[Dataset excerpts on object pointing]
_____
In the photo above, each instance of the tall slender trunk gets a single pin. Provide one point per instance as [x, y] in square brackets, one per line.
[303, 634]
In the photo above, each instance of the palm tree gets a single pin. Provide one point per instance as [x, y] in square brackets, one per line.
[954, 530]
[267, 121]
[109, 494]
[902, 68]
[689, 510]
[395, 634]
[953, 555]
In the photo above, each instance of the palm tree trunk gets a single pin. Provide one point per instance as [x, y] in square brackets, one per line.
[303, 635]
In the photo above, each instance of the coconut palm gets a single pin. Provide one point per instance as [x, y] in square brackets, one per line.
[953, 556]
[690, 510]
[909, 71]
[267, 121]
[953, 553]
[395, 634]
_____
INSTRUCTIONS TO FOLLOW: Copy out all of the items above, swapping "single pin" for "single marker" wherever it appears and leaving everything else as it is.

THE OUTPUT:
In the photo above, each instance of the tall slender trunk gets a single marker. Provide one point per instance as [x, y] in square brackets, one per line.
[303, 634]
In the photo above, each instance of the palm tree gets a single marker. Provide one point per instance as [x, y] in square brackets, one per line.
[954, 530]
[267, 121]
[109, 494]
[902, 68]
[689, 510]
[395, 634]
[953, 555]
In the photo above, each instance of the palm tree trunk gets a single marker. Provide one point per instance as [x, y] in square brackets, one per line.
[303, 635]
In the photo above, each instance of the coconut palm gets a single marker. Provide one point per instance as [x, y] in square brackets, one per line.
[953, 556]
[690, 510]
[909, 71]
[267, 121]
[953, 553]
[395, 634]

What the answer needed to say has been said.